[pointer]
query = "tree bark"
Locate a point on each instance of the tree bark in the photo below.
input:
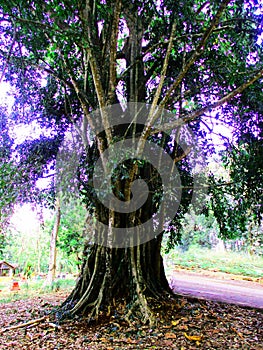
(53, 250)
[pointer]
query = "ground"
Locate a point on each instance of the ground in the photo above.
(186, 324)
(225, 287)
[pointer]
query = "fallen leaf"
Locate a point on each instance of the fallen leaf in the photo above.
(193, 337)
(170, 336)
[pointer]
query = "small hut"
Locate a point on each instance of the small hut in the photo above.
(7, 269)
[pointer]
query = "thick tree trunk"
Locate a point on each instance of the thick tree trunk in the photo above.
(129, 275)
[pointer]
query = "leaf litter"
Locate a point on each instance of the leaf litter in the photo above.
(184, 324)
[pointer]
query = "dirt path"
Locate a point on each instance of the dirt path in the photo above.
(238, 292)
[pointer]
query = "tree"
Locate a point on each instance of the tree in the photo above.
(190, 59)
(53, 246)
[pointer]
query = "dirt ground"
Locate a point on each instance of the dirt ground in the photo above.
(184, 324)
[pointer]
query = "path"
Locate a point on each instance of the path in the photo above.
(239, 292)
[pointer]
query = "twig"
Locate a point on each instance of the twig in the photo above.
(22, 325)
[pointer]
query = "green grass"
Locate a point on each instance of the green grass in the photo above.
(229, 262)
(32, 288)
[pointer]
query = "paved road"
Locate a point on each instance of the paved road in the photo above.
(231, 291)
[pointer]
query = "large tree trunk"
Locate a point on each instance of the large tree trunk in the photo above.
(128, 275)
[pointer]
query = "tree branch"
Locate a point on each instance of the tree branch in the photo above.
(194, 115)
(196, 53)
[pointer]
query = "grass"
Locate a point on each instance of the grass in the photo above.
(31, 288)
(206, 259)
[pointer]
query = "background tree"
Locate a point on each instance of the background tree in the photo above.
(189, 57)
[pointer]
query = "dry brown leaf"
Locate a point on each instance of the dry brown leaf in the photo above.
(170, 336)
(193, 337)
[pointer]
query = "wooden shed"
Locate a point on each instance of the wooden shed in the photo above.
(6, 269)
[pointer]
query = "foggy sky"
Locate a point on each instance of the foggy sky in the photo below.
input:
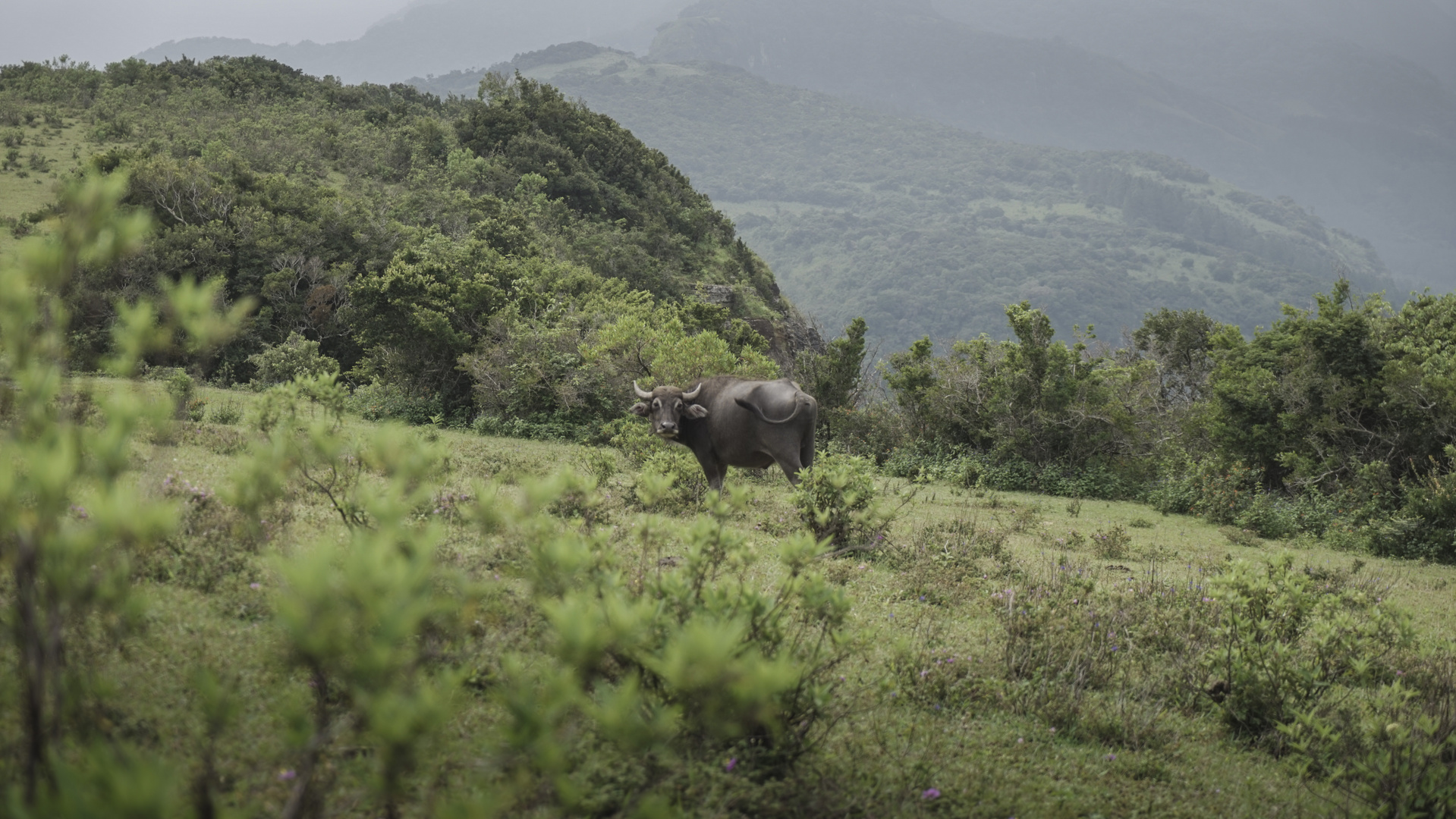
(104, 31)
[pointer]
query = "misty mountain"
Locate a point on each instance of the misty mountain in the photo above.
(432, 38)
(929, 229)
(1365, 137)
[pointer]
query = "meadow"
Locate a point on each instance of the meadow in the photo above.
(932, 712)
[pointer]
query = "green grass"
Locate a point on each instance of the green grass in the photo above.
(28, 190)
(985, 758)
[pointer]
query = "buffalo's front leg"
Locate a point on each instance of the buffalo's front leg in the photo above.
(712, 470)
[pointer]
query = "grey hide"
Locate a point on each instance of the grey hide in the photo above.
(728, 422)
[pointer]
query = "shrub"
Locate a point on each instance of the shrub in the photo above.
(836, 500)
(283, 362)
(1283, 642)
(210, 544)
(1112, 543)
(179, 386)
(1392, 751)
(684, 486)
(679, 668)
(382, 402)
(228, 413)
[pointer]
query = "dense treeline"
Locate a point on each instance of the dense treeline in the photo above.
(410, 237)
(928, 229)
(1335, 422)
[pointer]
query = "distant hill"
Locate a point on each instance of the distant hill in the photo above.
(928, 229)
(1270, 99)
(443, 36)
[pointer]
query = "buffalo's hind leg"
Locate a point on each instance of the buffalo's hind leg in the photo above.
(803, 462)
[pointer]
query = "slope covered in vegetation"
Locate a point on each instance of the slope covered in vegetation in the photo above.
(430, 248)
(1365, 139)
(925, 229)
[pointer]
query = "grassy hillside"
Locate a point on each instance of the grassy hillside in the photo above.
(928, 700)
(926, 229)
(442, 36)
(398, 231)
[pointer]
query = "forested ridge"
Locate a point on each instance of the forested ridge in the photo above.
(926, 229)
(411, 239)
(232, 585)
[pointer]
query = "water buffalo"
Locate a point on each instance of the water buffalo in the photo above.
(728, 422)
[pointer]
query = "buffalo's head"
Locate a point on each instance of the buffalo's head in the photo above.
(667, 406)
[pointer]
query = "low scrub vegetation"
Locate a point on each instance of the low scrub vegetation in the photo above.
(277, 600)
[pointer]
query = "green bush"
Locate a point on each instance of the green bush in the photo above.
(1112, 543)
(686, 486)
(179, 386)
(678, 668)
(283, 362)
(836, 500)
(1392, 749)
(228, 413)
(391, 402)
(1285, 641)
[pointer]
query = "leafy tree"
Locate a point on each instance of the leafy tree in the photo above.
(69, 563)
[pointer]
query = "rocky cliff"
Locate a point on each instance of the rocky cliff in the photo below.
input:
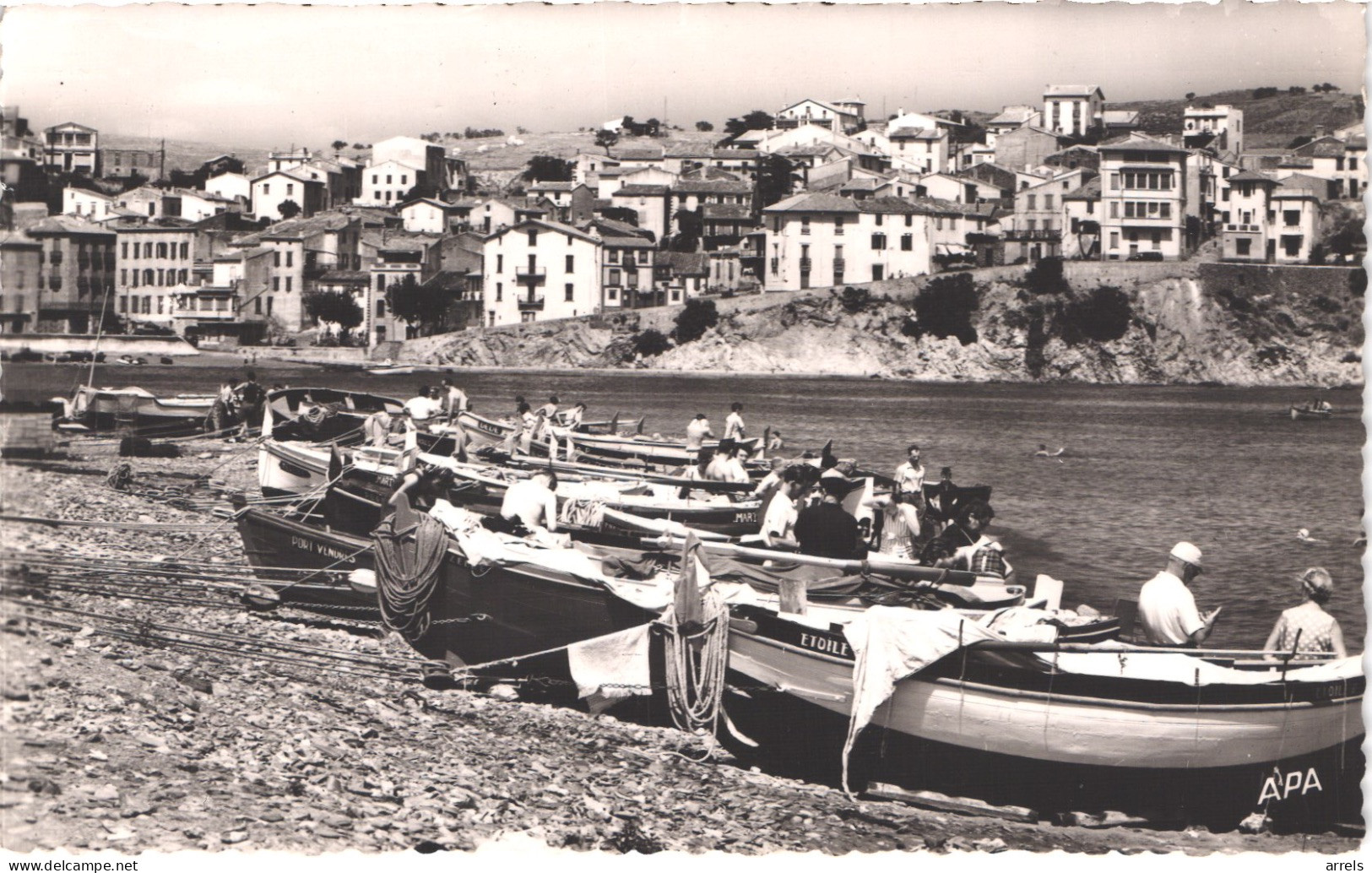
==========
TASK DETAILS: Your task is to retype all the entries exactly and leave out any pictures.

ANSWER TO THE PROBLEM:
[pointer]
query = "tree bark"
Locate a point on each instance of the tree bark in the photo below.
input:
(53, 250)
[pointer]
query = "ground"
Locate a point on each instance of the ground in the photo above.
(186, 324)
(225, 287)
[pointer]
query = "fallen leaf"
Locate a point on each instance of the fallen leaf in the photo above.
(193, 337)
(170, 336)
[pointer]
query = "small hut"
Locate a point on each instance of the small hut in the photo above.
(7, 269)
[pointer]
query = "thick tree trunk"
Locate a point on each instance of the thick tree trunk in the photo above.
(129, 275)
[pointer]
query = "leaf litter"
Locate a point on each instance of the leaf litter in the photo above.
(184, 324)
[pointer]
query = "dirt path"
Locate a point on each instance of the dirt path in the photo above.
(238, 292)
[pointer]
query = "tree"
Locate a point on each instance of the tree in the photo above.
(190, 59)
(53, 246)
[pointer]
query = "dirt ground"
Locate a point on each instance of the dirt ground in the photo above.
(184, 324)
[pointer]
query = "path"
Locate a point on each instance of the path in the photo above.
(239, 292)
[pointer]
query = "twig"
Locate a point on each instance of the twig in the photo above.
(22, 325)
[pointer]
query = "green grass"
Locate a point on each instance of the green grass in the photo above.
(229, 262)
(32, 288)
[pointer]
query = "paved road"
Locate a point on each instance of the paved road in the photo above.
(231, 291)
[pointer]
query = "large tree trunk"
Locate a point on each instance of the large tree trunk in the photo above.
(128, 275)
[pointer]
query = "tree branch"
Locate a point on each instance of the tree branch in the photo above.
(194, 115)
(196, 53)
[pointer]
query = "grass"
Locate a point on each instance of the grass in the photo above.
(31, 288)
(206, 259)
[pointer]
query = "background tree"
Locate a point on each instance of the background tree in the photo above.
(189, 57)
[pointer]
query = "dry brown leaf"
Locate a point on each instance of the dry brown leaf in the photo above.
(170, 336)
(193, 337)
[pointer]
query = "wooden shed"
Locate a point on each instance of the wooden shed in the photo above.
(6, 269)
[pointer]
query = "foggy sky"
Locate a point on each instance of the foggy sky in the photo below.
input:
(104, 31)
[pointer]
query = "misty mountain"
Locate a point on each instance of the misty mountain in the photo above.
(432, 38)
(929, 229)
(1365, 137)
[pointer]
query = "meadow"
Locate a point on each instance of the meadow in the photo above.
(932, 712)
[pointer]
query = "green grass"
Locate a point on each instance of the green grass in the photo above.
(28, 190)
(985, 758)
[pointer]
query = "buffalo's front leg"
Locate a point on each instance of the buffalo's front leg in the photo above.
(712, 470)
[pointer]
query = "grey hide"
Locate a point on each instance of the grey hide in the photo above.
(728, 422)
[pointer]
query = "shrub"
Locate a point on each instance of the shrub in the photo above.
(836, 500)
(283, 362)
(1283, 642)
(210, 544)
(1112, 543)
(179, 386)
(1392, 751)
(684, 486)
(679, 668)
(382, 402)
(228, 413)
[pointer]
query = "dense treeline"
Locate a point on each instance of the dense treeline in the photo above.
(410, 237)
(928, 229)
(1335, 422)
[pointer]
query = "distant hill"
Locate a point on each instance of the distant hill in the photo above.
(928, 229)
(1270, 99)
(443, 36)
[pointer]
query = "buffalo's hind leg"
Locate a point on each instance of the buffalo's hind leg in the photo above.
(803, 462)
[pointer]
query = "slope covered in vegetation"
Locate a point on each instance of the slope covered in vegetation in the photo above.
(430, 248)
(1365, 139)
(925, 229)
[pointer]
query = "grassy hillside"
Locate a point on each instance of the grassy hillside in the photo above.
(928, 700)
(926, 229)
(442, 36)
(398, 231)
[pointer]
query = "forested ridge"
Locate a point on each instance of the forested ridge in the photo above.
(926, 229)
(411, 239)
(232, 585)
[pointer]
query = "water buffalo"
Locate a point on each instance of the water buffalo in the photo above.
(728, 422)
[pointer]
query = "buffalo's head"
Locate a point on each instance of the buffalo's head in the photo above.
(667, 406)
[pointer]
query = "low scrub vegetation"
Locate a point on each instance of the low scrub vegetation in the photo above.
(277, 600)
[pointer]
query = "green bush"
Locate a point on each instance of the green bush in the photo above.
(1112, 543)
(686, 486)
(179, 386)
(678, 668)
(283, 362)
(836, 500)
(1392, 749)
(228, 413)
(391, 402)
(1285, 641)
[pointer]
query = "leafy tree"
Locate a point on each instance of the leafy tree in the photo above.
(69, 563)
[pointer]
query = "rocky cliff"
Locate a point on each instance of the rocky cliff in the photo below.
input:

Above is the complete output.